- INPUT ROWS:
++++++++++++++++++++

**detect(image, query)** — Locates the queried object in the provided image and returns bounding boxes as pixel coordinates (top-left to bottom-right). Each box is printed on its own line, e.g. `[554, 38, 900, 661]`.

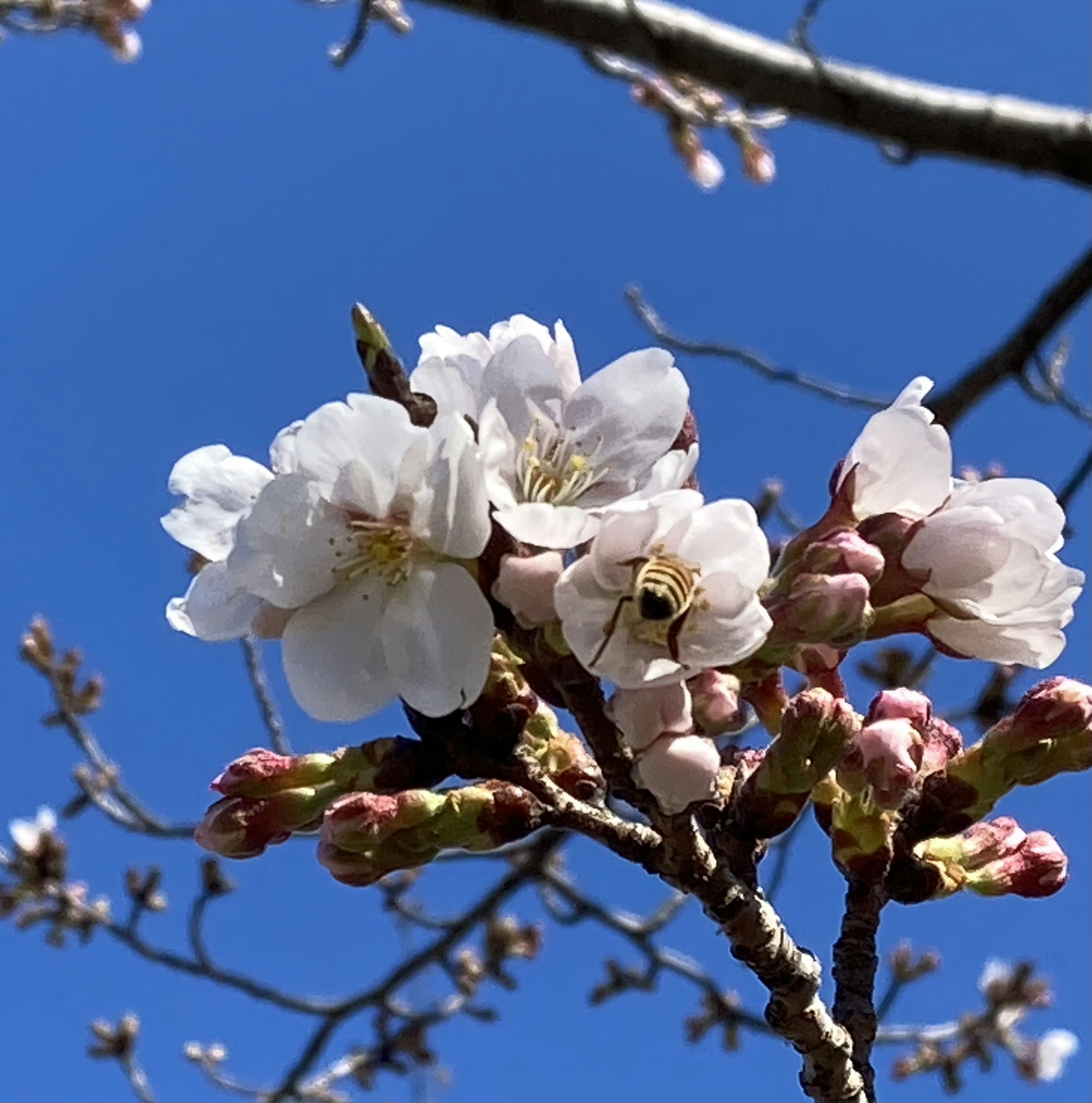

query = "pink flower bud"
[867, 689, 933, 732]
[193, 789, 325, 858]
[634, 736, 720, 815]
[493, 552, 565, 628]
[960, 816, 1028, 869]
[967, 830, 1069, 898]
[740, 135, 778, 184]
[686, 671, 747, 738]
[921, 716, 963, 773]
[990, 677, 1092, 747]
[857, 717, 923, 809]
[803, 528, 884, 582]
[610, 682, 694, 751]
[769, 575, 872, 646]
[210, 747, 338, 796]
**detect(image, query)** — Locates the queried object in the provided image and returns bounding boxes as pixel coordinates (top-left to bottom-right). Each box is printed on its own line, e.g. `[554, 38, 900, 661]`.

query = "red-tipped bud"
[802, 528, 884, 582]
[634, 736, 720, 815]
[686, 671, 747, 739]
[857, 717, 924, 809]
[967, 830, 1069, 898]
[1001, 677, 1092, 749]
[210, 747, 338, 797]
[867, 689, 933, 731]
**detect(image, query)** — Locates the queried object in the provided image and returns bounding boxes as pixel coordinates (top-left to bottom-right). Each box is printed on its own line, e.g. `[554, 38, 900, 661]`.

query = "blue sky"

++++++++++++++++++++

- OBJECTIVE: Recast every line of the listing above as a numbered list, leaving out blank lines and pictures.

- OUTPUT BELOW:
1. **detect(image, query)** — Locates the queried object in the provided image and returns bounding boxes as pixel coordinates (top-left to bottom-right). Each box is printed on its own line, e.g. `[554, 38, 900, 661]`.
2. query = "pink flower bud"
3. [867, 689, 933, 732]
4. [193, 789, 325, 858]
5. [634, 736, 720, 815]
6. [493, 552, 565, 628]
7. [960, 816, 1028, 869]
8. [967, 830, 1069, 898]
9. [740, 135, 778, 184]
10. [686, 671, 747, 738]
11. [921, 716, 963, 773]
12. [990, 677, 1092, 747]
13. [857, 717, 923, 809]
14. [803, 528, 884, 582]
15. [610, 682, 694, 751]
16. [769, 575, 872, 646]
17. [210, 747, 338, 796]
18. **detect(image, query)** — Locates the queried object in the provided image and returns bounding boxes as pixel coordinates (top-left to bottom-right). Each box is printed on its own line, e.g. `[554, 38, 900, 661]`.
19. query = "red-tipped bud"
20. [802, 528, 884, 582]
21. [634, 736, 720, 815]
22. [686, 671, 747, 739]
23. [857, 717, 924, 809]
24. [967, 830, 1069, 898]
25. [1001, 677, 1092, 749]
26. [210, 747, 338, 797]
27. [867, 689, 933, 731]
28. **detect(image, query)** — Locates the queried object in the provided image and returns bounding boxes as pixel coordinates (top-left to bottom-right). Each box is printed on its own line, e.g. `[554, 38, 900, 661]`.
29. query = "blue sky"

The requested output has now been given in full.